BEGIN Records to process

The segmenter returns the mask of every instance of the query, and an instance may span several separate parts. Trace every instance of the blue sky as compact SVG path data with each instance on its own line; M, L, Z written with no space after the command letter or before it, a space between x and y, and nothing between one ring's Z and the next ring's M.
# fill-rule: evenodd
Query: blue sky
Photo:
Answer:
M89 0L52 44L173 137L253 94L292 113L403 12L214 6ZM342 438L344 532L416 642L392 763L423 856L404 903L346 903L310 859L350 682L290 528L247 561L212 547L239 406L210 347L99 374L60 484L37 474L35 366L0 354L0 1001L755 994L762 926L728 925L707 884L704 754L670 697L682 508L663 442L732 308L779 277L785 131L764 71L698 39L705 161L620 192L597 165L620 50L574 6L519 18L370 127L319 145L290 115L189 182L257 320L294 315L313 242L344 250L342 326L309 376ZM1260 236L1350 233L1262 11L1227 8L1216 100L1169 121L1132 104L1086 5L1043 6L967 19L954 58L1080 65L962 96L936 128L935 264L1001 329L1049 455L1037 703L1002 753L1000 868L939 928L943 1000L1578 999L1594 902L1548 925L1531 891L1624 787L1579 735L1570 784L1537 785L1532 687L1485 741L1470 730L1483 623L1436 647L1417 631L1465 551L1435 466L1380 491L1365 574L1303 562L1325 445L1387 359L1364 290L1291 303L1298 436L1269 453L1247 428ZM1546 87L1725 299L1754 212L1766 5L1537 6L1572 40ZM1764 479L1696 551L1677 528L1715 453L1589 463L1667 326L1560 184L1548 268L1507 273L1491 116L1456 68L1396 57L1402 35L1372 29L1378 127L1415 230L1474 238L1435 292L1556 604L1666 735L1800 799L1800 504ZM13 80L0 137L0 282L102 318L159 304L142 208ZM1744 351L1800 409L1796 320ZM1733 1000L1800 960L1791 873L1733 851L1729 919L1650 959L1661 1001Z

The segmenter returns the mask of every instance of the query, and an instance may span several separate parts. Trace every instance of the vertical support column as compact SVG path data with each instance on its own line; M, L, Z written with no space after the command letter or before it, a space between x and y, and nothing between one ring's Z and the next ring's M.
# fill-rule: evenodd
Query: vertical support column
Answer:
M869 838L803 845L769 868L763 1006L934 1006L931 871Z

END Records to process

## Task statement
Go through the records above, find each line with the string "nothing", and copy it.

## Answer to the exercise
The segmenter returns the mask of every instance of the query, and an instance may span several separate parts. Trace every instance of the blue sky as compact SVG path data with each instance on its own line; M, L, Z written with no space after the command letter or before it, a space between x and y, and nothing between one ring's Z and the next ring's M.
The segmenter returns the mask of every instance of the query, and an instance may span several separate parts. Trace every instance of the vertical support column as compact SVG path data with each instance on its own line; M, L, Z written with no space after the command letter or before it, a space between x and y, and nothing between one ring's Z and the next ring's M.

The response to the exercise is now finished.